WORK INSTRUCTIONS →
[1] Could you rewrite the paragraph of the cluster post that begins "in our 2-node-cluster" as a short list that keeps its main facts?
[2] Will you reproduce part of the cluster post word for word, beginning at the words "DummyVM1 was stopped" and stopping after "additional constraints ?"?

Mailing List Archive

resource not restarted due to score value
Hi,

in our 2-node-cluster we have a clone resource StorGr1 and two primitive resources
DummyVM1 and DummyVM2.
StorGr1 should be started before DummyVM1 and DummyVM2 due to order constraints.
StorGr1 clone was started on both cluster nodes goat1 and sheep1.
DummyVM1 and DummyVM2 were both started on node goat1.

Then we stopped StorGr1 on node goat1. We expected a restart of DummyVM1 and
DummyVM2 on the second node sheep1 due to the order constraints.
But only DummyVM2 was restarted on the second node sheep1.
DummyVM1 was stopped and remained in the stopped state:

Clone Set: StorGr1-clone [StorGr1]
Started: [ sheep1 ]
Stopped: [ StorGr1:1 ]
DummyVM1 (ocf::pacemaker:Dummy): Stopped
DummyVM2 (ocf::pacemaker:Dummy): Started sheep1

Difference: DummyVM1 has a higher allocation score value for goat1 and
DummyVM2 has a higher allocation score value for sheep1.

How can we achieve a restart of the primitive resources independently of the
allocation score value ?
Do we need other or additional constraints ?

Best regards,
Armin Haussecker

Extract from CIB:
primitive DummyVM1 ocf:pacemaker:Dummy \
op monitor interval="60s" timeout="60s" \
op start on-fail="restart" interval="0" \
op stop on-fail="ignore" interval="0" \
meta is-managed="true" resource-stickiness="1000" migration-threshold="2"
primitive DummyVM2 ocf:pacemaker:Dummy \
op monitor interval="60s" timeout="60s" \
op start on-fail="restart" interval="0" \
op stop on-fail="ignore" interval="0" \
meta is-managed="true" resource-stickiness="1000" migration-threshold="2"

DATA ENTRIES →
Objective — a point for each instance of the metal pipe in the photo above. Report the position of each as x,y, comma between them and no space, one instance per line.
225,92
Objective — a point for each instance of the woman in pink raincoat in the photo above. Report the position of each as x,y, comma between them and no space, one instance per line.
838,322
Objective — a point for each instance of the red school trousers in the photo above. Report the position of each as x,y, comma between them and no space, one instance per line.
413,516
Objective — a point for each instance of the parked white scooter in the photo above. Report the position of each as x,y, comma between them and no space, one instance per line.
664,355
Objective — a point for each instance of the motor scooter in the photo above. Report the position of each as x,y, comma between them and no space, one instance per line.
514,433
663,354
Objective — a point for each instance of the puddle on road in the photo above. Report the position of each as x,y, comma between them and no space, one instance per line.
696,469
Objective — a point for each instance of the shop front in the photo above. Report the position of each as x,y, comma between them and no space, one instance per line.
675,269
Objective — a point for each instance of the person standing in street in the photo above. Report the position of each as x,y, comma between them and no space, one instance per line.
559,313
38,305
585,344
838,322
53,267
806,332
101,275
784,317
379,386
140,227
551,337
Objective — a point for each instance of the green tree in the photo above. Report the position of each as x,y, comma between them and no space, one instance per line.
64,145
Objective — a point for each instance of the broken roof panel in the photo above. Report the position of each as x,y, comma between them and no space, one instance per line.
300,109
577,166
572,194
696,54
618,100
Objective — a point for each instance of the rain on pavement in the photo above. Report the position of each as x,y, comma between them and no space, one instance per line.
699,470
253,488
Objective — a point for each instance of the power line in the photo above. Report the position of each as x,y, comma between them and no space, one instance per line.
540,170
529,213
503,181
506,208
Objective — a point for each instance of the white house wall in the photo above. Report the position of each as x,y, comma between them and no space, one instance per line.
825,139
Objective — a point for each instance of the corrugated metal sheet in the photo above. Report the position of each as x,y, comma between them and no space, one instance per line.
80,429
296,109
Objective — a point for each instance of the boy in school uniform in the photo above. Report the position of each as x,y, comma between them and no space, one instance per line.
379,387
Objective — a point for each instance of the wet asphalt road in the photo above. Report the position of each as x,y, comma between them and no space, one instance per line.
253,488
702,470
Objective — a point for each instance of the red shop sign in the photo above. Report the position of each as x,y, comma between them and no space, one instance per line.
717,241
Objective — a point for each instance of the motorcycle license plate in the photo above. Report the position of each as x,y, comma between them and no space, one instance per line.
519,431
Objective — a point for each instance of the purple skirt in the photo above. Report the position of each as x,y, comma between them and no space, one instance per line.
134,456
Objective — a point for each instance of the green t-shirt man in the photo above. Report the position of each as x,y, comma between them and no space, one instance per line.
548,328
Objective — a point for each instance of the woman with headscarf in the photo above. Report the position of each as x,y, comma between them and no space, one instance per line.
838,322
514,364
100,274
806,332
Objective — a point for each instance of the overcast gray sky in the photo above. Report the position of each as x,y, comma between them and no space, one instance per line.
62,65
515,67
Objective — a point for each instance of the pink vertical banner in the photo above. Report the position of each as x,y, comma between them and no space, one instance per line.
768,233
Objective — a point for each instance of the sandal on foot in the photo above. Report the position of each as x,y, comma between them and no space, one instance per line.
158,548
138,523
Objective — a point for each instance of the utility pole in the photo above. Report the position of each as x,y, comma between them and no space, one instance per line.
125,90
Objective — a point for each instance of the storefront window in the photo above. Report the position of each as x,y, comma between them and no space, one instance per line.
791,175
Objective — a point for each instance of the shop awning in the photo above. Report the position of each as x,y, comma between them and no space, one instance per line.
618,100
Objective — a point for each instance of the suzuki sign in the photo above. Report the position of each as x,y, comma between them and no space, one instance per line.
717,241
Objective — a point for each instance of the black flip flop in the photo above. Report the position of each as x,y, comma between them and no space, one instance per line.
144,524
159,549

TASK RESULTS →
[1]
- The 2-node cluster has one clone resource, StorGr1, and two primitive resources, DummyVM1 and DummyVM2.
- Order constraints require StorGr1 to start before DummyVM1 and DummyVM2.
- The StorGr1 clone was started on both nodes, goat1 and sheep1.
- DummyVM1 and DummyVM2 were both started on goat1.

[2]
DummyVM1 was stopped and remained in the stopped state:

Clone Set: StorGr1-clone [StorGr1]
Started: [ sheep1 ]
Stopped: [ StorGr1:1 ]
DummyVM1 (ocf::pacemaker:Dummy): Stopped
DummyVM2 (ocf::pacemaker:Dummy): Started sheep1

Difference: DummyVM1 has a higher allocation score value for goat1 and
DummyVM2 has a higher allocation score value for sheep1.

How can we achieve a restart of the primitive resources independently of the
allocation score value ?
Do we need other or additional constraints ?